▶ **Task**: Rewrite the lines below with "noun phrase" changed to "term" wherever it occurs, keeping everything else the same, and omit the pictures.

▶ **Given data**:
####################
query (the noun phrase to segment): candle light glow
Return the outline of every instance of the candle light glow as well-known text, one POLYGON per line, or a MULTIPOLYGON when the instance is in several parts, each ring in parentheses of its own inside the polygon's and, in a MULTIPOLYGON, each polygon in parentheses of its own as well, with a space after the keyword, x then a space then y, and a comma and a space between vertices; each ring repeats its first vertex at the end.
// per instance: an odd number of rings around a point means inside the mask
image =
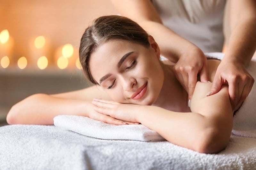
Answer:
POLYGON ((23 69, 27 67, 28 64, 28 61, 25 57, 20 58, 18 60, 18 67, 21 69, 23 69))
POLYGON ((48 65, 48 60, 45 56, 42 56, 37 60, 37 66, 41 70, 44 70, 48 65))
POLYGON ((41 48, 45 44, 45 39, 44 36, 38 36, 35 39, 34 44, 37 48, 41 48))
POLYGON ((63 56, 60 57, 57 61, 57 65, 61 70, 65 69, 68 65, 68 60, 63 56))
POLYGON ((4 56, 1 59, 1 66, 4 69, 6 68, 10 63, 10 60, 7 56, 4 56))
POLYGON ((67 44, 63 46, 61 52, 63 56, 66 58, 69 58, 73 55, 74 48, 72 45, 70 44, 67 44))
POLYGON ((9 40, 10 35, 7 30, 3 30, 0 33, 0 42, 2 44, 6 43, 9 40))

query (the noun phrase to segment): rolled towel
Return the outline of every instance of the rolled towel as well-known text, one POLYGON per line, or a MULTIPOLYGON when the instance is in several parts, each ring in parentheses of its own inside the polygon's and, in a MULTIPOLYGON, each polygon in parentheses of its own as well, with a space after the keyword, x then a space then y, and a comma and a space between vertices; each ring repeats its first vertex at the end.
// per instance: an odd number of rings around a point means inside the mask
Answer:
POLYGON ((166 140, 155 131, 142 124, 115 125, 73 115, 59 115, 54 117, 53 122, 56 126, 100 139, 152 142, 166 140))

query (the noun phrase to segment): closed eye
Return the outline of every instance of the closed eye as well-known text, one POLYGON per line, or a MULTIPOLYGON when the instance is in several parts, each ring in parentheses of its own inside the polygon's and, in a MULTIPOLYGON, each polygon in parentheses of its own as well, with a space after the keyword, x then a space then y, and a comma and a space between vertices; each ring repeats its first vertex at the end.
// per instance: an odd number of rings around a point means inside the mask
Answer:
POLYGON ((115 83, 116 82, 116 79, 115 79, 115 80, 114 80, 114 82, 113 82, 113 83, 112 84, 112 85, 110 85, 110 86, 109 86, 109 87, 108 87, 108 89, 110 89, 111 88, 112 88, 112 87, 113 87, 113 86, 115 84, 115 83))

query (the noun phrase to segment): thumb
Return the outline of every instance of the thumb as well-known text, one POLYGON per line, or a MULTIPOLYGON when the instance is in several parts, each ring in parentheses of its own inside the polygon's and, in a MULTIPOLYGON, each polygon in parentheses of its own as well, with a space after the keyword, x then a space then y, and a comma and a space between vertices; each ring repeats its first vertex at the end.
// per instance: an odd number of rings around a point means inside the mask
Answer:
POLYGON ((201 82, 207 83, 208 81, 208 70, 206 65, 204 65, 199 73, 200 75, 200 81, 201 82))
POLYGON ((212 93, 209 95, 212 95, 218 92, 220 90, 223 81, 221 77, 220 78, 216 77, 214 77, 212 82, 212 85, 211 89, 211 92, 212 92, 212 93))

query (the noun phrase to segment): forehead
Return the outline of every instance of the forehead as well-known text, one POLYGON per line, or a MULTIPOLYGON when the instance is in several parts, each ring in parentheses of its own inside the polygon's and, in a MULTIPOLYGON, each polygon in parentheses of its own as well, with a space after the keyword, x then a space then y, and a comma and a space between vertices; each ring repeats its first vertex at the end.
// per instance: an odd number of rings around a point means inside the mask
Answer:
POLYGON ((125 54, 137 51, 142 46, 128 41, 111 41, 100 46, 91 55, 90 72, 98 83, 102 77, 117 70, 117 64, 125 54))

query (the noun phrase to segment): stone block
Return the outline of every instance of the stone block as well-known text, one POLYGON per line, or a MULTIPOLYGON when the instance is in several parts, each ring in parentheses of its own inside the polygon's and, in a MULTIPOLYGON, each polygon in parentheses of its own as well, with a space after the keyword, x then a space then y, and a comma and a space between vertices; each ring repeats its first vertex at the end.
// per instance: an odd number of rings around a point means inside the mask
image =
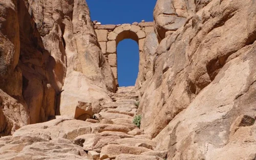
####################
▶ **Written answer**:
query (the term to segment): candle light glow
Return the outline of every instance of the candle light glow as well-known text, one POLYGON per line, or a MULTIPOLYGON when the instance is in several parts, each ring in parentheses of its own inside the polygon's and, in a MULTIPOLYGON, each polygon in parentheses of its own as well, with a space after the keyword, x then a space then y, and a comma and a space between vertices; each ring repeats its first vertex at the end.
// per instance: an odd number of rings around a point means inside the mask
image =
Answer:
POLYGON ((23 69, 27 67, 28 64, 28 61, 25 57, 20 58, 18 60, 18 67, 21 69, 23 69))
POLYGON ((48 65, 48 60, 45 56, 42 56, 37 60, 37 66, 41 70, 44 70, 48 65))
POLYGON ((41 48, 45 44, 45 39, 44 36, 38 36, 35 39, 34 44, 37 48, 41 48))
POLYGON ((63 56, 60 57, 57 61, 57 65, 61 70, 65 69, 68 65, 68 60, 63 56))
POLYGON ((4 56, 1 59, 1 66, 4 69, 6 68, 10 63, 10 60, 7 56, 4 56))
POLYGON ((67 44, 63 46, 61 52, 63 56, 66 58, 69 58, 73 55, 74 48, 72 45, 70 44, 67 44))
POLYGON ((9 40, 10 35, 7 30, 3 30, 0 33, 0 42, 2 44, 6 43, 9 40))

query (the term to segment): rolled towel
Return the outline of every instance of the rolled towel as well-known text, one POLYGON per line, or a MULTIPOLYGON when the instance is in several parts, each ring in parentheses of its own inside the polygon's and, in a MULTIPOLYGON, each polygon in parentheses of its own as well, with a space after the keyword, x then a space then y, and a comma and a space between vertices; each ring repeats its first vertex at the end.
// per instance: an odd number of rings around a point means inside the mask
Answer:
POLYGON ((166 140, 155 131, 142 124, 115 125, 73 115, 59 115, 54 117, 53 122, 56 126, 100 139, 152 142, 166 140))

query (the term to segment): closed eye
Return the outline of every instance of the closed eye as well-known text, one POLYGON per line, or a MULTIPOLYGON when the instance is in several parts, each ring in parentheses of its own inside the polygon's and, in a MULTIPOLYGON, each polygon in parentheses of its own as well, with a space after the keyword, x then a space then y, and a comma and a space between vertices; each ring repeats its first vertex at the end.
// per instance: an odd number of rings around a point means inside the mask
Answer:
POLYGON ((115 83, 116 82, 116 79, 115 79, 115 80, 114 80, 114 82, 113 82, 113 83, 112 84, 112 85, 110 85, 110 86, 109 86, 109 87, 108 87, 108 89, 110 89, 111 88, 112 88, 112 87, 113 87, 113 86, 115 84, 115 83))

query (the term to segment): thumb
Return the outline of every instance of the thumb as well-known text, one POLYGON per line, or a MULTIPOLYGON when the instance is in several parts, each ring in parentheses of its own inside the polygon's and, in a MULTIPOLYGON, each polygon in parentheses of its own as well, with a space after the keyword, x then a space then y, and a comma and a space between vertices; each ring repeats its first vertex at the end.
// per instance: an odd number of rings around a point means inside the mask
Answer:
POLYGON ((201 82, 207 83, 208 81, 208 70, 206 65, 204 65, 199 73, 200 75, 200 81, 201 82))
POLYGON ((212 93, 209 95, 212 95, 218 92, 220 90, 223 81, 221 77, 220 78, 216 77, 214 77, 212 82, 212 85, 211 89, 211 92, 212 92, 212 93))

query (the term to segment): forehead
Return the outline of every instance of the forehead as well-known text, one POLYGON per line, or a MULTIPOLYGON when the instance is in several parts, each ring in parentheses of its own inside the polygon's and, in a MULTIPOLYGON, each polygon in parentheses of its own as well, with a space after the keyword, x then a space then y, and a comma and a space between vertices; each ring repeats its first vertex at the end.
// per instance: an odd number of rings around a point means inside the mask
Answer:
POLYGON ((125 54, 137 51, 142 46, 128 41, 111 41, 100 46, 91 55, 90 72, 98 83, 102 77, 117 70, 117 64, 125 54))

query (the term to segment): stone block
Return the outline of every instance of the stone block as well-known text, one POLYGON per line, or a MULTIPOLYGON when the instance is in several parts, each ring in parentheses of its own inside the polygon's and, in a MULTIPOLYGON, each polygon in parentheses of its own as well, with a space after the keyword, x then a space then y, and a comma and a space between vertices; each ring repeats its first vertex at the end.
// per instance: an odd number of rings around a point means inside the mask
image =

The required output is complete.